USS Charles Whittemore (ID-3232) was a four masted lumber schooner used as a decoy ship against German U-boats during World War I.

History
Charles Whittemore was built by Michael B. McDonald and Sons of Mystic, Connecticut.  She was launched on September 21, 1905, six weeks after McDonald's shipyard went into receivership.  Her original owner was F. P. Boggs of Boston.  Her first master was Captain S. H. Perry.  She was originally employed in the lumber trade between South Carolina and Nova Scotia.

On March 13, 1918 Charles Whittemore lost her rudder in a storm off of Block Island, Rhode Island.  The former Spanish cruiser USS Don Juan de Austria was sent from the Naval Station in Newport, Rhode Island to tow Charles Whittemore to Newport where was taken into service and commissioned in the United States Navy.

◆ Supplied data
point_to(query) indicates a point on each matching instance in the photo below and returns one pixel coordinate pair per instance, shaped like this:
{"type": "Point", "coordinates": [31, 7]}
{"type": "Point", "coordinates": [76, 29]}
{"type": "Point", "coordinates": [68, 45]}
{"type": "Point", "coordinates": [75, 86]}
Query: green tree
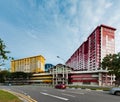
{"type": "Point", "coordinates": [3, 52]}
{"type": "Point", "coordinates": [112, 63]}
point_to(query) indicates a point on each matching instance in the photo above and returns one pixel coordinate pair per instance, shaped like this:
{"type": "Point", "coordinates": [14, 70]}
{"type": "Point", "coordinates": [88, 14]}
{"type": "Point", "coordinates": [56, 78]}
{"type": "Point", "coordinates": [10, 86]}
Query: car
{"type": "Point", "coordinates": [60, 86]}
{"type": "Point", "coordinates": [115, 91]}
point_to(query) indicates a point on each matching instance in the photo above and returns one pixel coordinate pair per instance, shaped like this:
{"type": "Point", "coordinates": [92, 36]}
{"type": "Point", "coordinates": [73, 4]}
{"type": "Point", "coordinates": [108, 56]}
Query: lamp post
{"type": "Point", "coordinates": [61, 59]}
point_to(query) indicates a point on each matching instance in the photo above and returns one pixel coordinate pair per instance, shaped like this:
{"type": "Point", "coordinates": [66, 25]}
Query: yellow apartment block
{"type": "Point", "coordinates": [33, 64]}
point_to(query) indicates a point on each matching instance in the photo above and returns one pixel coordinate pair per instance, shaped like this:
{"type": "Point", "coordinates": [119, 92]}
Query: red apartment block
{"type": "Point", "coordinates": [90, 54]}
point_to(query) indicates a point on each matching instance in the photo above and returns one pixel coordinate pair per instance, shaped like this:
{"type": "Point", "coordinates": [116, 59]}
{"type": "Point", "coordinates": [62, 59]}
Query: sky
{"type": "Point", "coordinates": [54, 28]}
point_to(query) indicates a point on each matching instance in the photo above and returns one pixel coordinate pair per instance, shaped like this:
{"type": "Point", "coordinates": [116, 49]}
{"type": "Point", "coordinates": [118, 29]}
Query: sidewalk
{"type": "Point", "coordinates": [24, 98]}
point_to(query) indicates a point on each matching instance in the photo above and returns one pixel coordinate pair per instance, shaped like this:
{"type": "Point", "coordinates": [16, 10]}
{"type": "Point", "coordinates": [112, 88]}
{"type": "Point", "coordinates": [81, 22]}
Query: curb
{"type": "Point", "coordinates": [21, 96]}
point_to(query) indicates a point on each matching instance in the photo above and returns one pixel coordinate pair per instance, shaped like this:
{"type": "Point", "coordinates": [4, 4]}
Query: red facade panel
{"type": "Point", "coordinates": [89, 55]}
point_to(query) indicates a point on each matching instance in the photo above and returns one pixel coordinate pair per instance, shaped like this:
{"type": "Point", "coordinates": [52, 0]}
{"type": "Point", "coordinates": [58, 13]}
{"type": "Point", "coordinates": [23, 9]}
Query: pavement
{"type": "Point", "coordinates": [24, 98]}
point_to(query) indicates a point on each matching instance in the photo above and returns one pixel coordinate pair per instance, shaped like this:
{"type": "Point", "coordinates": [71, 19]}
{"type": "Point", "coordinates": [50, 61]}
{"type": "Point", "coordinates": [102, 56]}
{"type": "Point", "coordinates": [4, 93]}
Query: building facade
{"type": "Point", "coordinates": [33, 64]}
{"type": "Point", "coordinates": [60, 74]}
{"type": "Point", "coordinates": [90, 54]}
{"type": "Point", "coordinates": [48, 66]}
{"type": "Point", "coordinates": [66, 75]}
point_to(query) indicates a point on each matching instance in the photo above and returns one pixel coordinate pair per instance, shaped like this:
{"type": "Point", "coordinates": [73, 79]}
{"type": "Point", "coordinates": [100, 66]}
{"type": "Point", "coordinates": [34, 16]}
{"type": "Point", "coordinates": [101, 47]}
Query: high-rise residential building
{"type": "Point", "coordinates": [33, 64]}
{"type": "Point", "coordinates": [48, 66]}
{"type": "Point", "coordinates": [90, 54]}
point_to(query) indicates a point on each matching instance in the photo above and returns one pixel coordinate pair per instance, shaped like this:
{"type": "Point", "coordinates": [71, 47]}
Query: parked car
{"type": "Point", "coordinates": [115, 91]}
{"type": "Point", "coordinates": [60, 86]}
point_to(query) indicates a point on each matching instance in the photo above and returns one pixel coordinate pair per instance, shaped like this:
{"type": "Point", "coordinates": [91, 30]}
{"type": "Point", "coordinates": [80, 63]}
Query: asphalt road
{"type": "Point", "coordinates": [48, 94]}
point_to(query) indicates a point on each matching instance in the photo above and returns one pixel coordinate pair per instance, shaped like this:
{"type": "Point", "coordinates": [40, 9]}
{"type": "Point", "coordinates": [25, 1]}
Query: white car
{"type": "Point", "coordinates": [115, 91]}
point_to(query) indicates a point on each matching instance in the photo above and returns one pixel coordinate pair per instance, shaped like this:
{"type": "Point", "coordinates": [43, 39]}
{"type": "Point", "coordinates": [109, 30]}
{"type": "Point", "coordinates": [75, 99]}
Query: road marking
{"type": "Point", "coordinates": [68, 95]}
{"type": "Point", "coordinates": [44, 90]}
{"type": "Point", "coordinates": [62, 98]}
{"type": "Point", "coordinates": [76, 93]}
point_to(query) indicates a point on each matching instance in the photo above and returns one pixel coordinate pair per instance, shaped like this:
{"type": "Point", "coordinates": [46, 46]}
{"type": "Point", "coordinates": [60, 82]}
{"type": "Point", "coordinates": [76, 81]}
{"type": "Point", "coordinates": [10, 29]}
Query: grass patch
{"type": "Point", "coordinates": [8, 97]}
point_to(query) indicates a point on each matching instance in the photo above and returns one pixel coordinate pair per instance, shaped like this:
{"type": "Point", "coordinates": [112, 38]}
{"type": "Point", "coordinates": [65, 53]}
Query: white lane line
{"type": "Point", "coordinates": [68, 95]}
{"type": "Point", "coordinates": [62, 98]}
{"type": "Point", "coordinates": [44, 90]}
{"type": "Point", "coordinates": [76, 92]}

◆ Given exercise 1
Which people does the Charles Whittemore passage name? List all of them.
◆ Given exercise 2
Retype part of the Charles Whittemore passage. Begin at the words "USS Charles Whittemore" and stop after "United States Navy.".

◆ Problem solution 1
- Michael B. McDonald
- F. P. Boggs
- Captain S. H. Perry

◆ Problem solution 2
USS Charles Whittemore (ID-3232) was a four masted lumber schooner used as a decoy ship against German U-boats during World War I.

History
Charles Whittemore was built by Michael B. McDonald and Sons of Mystic, Connecticut.  She was launched on September 21, 1905, six weeks after McDonald's shipyard went into receivership.  Her original owner was F. P. Boggs of Boston.  Her first master was Captain S. H. Perry.  She was originally employed in the lumber trade between South Carolina and Nova Scotia.

On March 13, 1918 Charles Whittemore lost her rudder in a storm off of Block Island, Rhode Island.  The former Spanish cruiser USS Don Juan de Austria was sent from the Naval Station in Newport, Rhode Island to tow Charles Whittemore to Newport where was taken into service and commissioned in the United States Navy.